PROBLEM TO WORK ON: Turn the records below into a numbered list with one entry per line, omitting any blank lines.

# start of INFORMATION SUPPLIED

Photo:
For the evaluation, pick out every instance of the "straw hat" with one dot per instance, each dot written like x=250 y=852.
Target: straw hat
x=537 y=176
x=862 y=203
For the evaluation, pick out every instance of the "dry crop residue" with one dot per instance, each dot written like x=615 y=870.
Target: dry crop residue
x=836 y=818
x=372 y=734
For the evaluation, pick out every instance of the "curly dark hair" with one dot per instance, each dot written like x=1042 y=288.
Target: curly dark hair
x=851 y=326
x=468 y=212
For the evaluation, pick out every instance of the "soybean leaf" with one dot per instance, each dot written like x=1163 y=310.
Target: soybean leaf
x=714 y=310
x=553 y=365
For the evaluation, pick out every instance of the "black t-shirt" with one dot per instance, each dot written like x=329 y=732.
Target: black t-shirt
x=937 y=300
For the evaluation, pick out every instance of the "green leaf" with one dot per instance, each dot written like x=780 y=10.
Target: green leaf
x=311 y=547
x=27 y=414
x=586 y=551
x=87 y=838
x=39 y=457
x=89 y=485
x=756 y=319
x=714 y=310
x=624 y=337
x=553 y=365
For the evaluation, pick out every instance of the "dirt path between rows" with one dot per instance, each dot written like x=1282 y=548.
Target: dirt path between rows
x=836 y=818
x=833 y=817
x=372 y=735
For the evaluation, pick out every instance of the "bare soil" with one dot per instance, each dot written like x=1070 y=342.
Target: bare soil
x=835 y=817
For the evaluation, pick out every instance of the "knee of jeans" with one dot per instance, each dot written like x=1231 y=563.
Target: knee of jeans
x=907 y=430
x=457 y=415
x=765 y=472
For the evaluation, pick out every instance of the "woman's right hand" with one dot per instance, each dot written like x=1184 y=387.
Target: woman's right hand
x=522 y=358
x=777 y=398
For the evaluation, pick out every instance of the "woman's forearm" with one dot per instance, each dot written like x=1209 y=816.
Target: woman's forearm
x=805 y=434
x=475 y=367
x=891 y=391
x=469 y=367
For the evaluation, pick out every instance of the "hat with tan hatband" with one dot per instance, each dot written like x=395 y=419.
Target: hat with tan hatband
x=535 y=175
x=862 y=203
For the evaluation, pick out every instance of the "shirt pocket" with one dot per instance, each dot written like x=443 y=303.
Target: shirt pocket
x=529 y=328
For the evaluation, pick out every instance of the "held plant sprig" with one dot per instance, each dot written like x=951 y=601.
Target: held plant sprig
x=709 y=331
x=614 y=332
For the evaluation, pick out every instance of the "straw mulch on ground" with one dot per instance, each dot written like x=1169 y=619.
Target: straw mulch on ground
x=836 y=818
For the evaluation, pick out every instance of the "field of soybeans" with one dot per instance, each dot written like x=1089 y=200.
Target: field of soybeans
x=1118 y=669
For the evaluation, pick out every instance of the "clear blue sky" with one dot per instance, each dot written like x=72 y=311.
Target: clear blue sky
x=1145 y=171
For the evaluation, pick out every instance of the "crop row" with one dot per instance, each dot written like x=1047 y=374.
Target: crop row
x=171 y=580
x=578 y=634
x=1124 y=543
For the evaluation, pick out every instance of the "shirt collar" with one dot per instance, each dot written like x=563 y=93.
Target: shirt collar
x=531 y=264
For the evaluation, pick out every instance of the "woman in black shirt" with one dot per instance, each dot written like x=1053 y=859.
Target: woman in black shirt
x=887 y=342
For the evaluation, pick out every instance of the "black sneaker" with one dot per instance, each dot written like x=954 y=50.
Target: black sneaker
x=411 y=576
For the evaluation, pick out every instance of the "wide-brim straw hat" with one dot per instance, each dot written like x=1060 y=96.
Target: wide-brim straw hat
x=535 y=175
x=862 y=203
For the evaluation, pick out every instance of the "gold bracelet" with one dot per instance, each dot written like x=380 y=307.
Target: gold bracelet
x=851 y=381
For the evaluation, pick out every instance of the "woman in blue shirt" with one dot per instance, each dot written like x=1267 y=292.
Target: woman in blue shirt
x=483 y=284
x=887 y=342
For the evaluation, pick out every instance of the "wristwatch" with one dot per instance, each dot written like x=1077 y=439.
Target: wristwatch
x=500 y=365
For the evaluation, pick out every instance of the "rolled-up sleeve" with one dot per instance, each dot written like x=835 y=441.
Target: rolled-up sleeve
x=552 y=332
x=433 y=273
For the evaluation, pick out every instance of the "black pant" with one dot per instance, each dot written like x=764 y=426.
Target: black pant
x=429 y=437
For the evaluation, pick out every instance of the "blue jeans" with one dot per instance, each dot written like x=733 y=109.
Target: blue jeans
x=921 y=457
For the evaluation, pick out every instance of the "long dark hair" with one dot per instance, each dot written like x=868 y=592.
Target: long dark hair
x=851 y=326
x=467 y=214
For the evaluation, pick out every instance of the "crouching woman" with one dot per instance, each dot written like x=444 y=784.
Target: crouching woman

# end of INFORMATION SUPPLIED

THE RESULT:
1. Photo:
2. For the evaluation, pick out every instance of the "straw hat" with one dot per instance, each dot written like x=250 y=852.
3. Target: straw hat
4. x=537 y=176
5. x=862 y=203
6. For the evaluation, pick out every instance of the "dry crop residue" with one dot per instance, each dot written like x=615 y=870.
7. Target: dry crop residue
8. x=836 y=818
9. x=372 y=734
10. For the evaluation, pick out every instance of the "curly dark hair" with one dot per instance, each dot written like x=1042 y=288.
11. Target: curly dark hair
12. x=851 y=326
13. x=468 y=212
14. For the evaluation, pick out every instance of the "soybean leaf" with one dot per instance, each dot written like x=1163 y=310.
15. Target: soybean leaf
16. x=714 y=310
17. x=553 y=365
18. For the evaluation, pick out every instance of the "black t-shirt" with one dot per instance, each dot written like x=329 y=732.
19. Target: black t-shirt
20. x=937 y=300
21. For the evaluation, pick out every instance of the "green leaf" with one dot per instance, each dot written like x=780 y=10.
22. Target: green leaf
23. x=311 y=547
24. x=27 y=414
25. x=586 y=551
26. x=87 y=838
27. x=39 y=457
28. x=89 y=485
29. x=756 y=319
30. x=714 y=310
31. x=624 y=337
32. x=553 y=365
33. For the evaluation, pick out every instance of the "dirt path between rows" with one dot per instance, each dot written like x=1282 y=548.
34. Target: dirt path between rows
35. x=836 y=818
36. x=833 y=817
37. x=372 y=735
38. For the evaluation, pick out every instance of the "bare soil" with one dot per instance, each dot written like x=1070 y=342.
39. Target: bare soil
40. x=835 y=817
41. For the evaluation, pick out every instance of the "knee of jeans" with one dot per instance, each dot written like x=1231 y=563.
42. Target: knee of jeans
43. x=907 y=430
44. x=457 y=415
45. x=765 y=472
46. For the evaluation, pick out every instance of the "woman's right hand" with one dot per instance, each dot written like x=1184 y=387.
47. Target: woman's right hand
48. x=522 y=358
49. x=777 y=398
50. For the evaluation, pick out every instance of the "woman's forearm" with one dot per instance, each dot written like x=1209 y=816.
51. Target: woman's forearm
52. x=805 y=434
53. x=475 y=367
54. x=891 y=391
55. x=469 y=367
56. For the evaluation, pick out every instance of the "hat with tan hatband" with one dot per instance, each dot written like x=395 y=419.
57. Target: hat with tan hatband
58. x=535 y=175
59. x=862 y=203
60. For the evaluation, pick out every instance of the "shirt pocket" with one dot per instance, each dot written like x=443 y=303.
61. Target: shirt pocket
62. x=529 y=328
63. For the evaluation, pick out every instance of the "held plant sprig" with one dot per instance, each dot written like x=951 y=601.
64. Target: held plant sprig
65. x=709 y=331
66. x=614 y=332
67. For the evaluation, pick out every instance of the "straw mulch on ground" with one dot per instance, each dot written like x=1169 y=619.
68. Target: straw mulch on ground
69. x=836 y=818
70. For the evaluation, pick out every instance of the "field of soybeans" with one dot per instance, each dot written like x=1089 y=200.
71. Target: field of soybeans
72. x=1118 y=669
73. For the evaluation, pick out every instance of the "clear blue sky" with one dot per instance, each dot written like x=72 y=311.
74. Target: clear blue sky
75. x=1145 y=171
76. For the evaluation, pick out every instance of the "crop row" with one dot per instance, each dot written like x=1047 y=374.
77. Target: crop row
78. x=171 y=580
79. x=578 y=634
80. x=1124 y=543
81. For the evaluation, pick out every instance of the "shirt collar" with one dot per instance, each dot written like x=563 y=93.
82. Target: shirt collar
83. x=531 y=264
84. For the evaluation, pick out every instance of the "woman in black shirt" with one dot per instance, each dot written like x=1053 y=859.
85. Target: woman in black shirt
86. x=887 y=342
87. For the evaluation, pick out every instance of the "black sneaker" with one dot per instance, each dot written like x=954 y=50.
88. Target: black sneaker
89. x=411 y=576
90. For the evaluation, pick out every instance of the "wide-brim straw hat" with one dot per instance, each dot written like x=1060 y=96.
91. Target: wide-brim straw hat
92. x=535 y=175
93. x=862 y=203
94. For the evaluation, pick out every instance of the "gold bracelet" with one dot per instance, each dot written like x=380 y=307.
95. Target: gold bracelet
96. x=851 y=381
97. For the evaluation, pick out every instance of the "woman in blue shirt" with one dot per instance, each dot written like x=1267 y=292.
98. Target: woman in blue shirt
99. x=483 y=284
100. x=887 y=342
101. For the evaluation, pick out every instance of the "wristwatch" with one dot per instance, each dot written like x=1077 y=439.
102. Target: wristwatch
103. x=500 y=365
104. For the evaluation, pick out every instance of the "rolled-up sleeve" with one dot per instance, each dot written like x=835 y=441.
105. Target: rolled-up sleeve
106. x=552 y=332
107. x=433 y=273
108. For the evaluation, pick out every instance of the "black pant" with one dot per instance, each dot written like x=764 y=426.
109. Target: black pant
110. x=429 y=437
111. For the evaluation, pick out every instance of the "blue jeans" with one dot per instance, each dot written like x=733 y=109.
112. Target: blue jeans
113. x=921 y=457
114. For the evaluation, pick out every instance of the "long dark hair" with one dot per instance, each dot written like x=868 y=592.
115. Target: long dark hair
116. x=851 y=326
117. x=467 y=214
118. For the evaluation, pick out every instance of the "crouching woman" with one dot per instance, each dot written like x=444 y=784.
119. Target: crouching woman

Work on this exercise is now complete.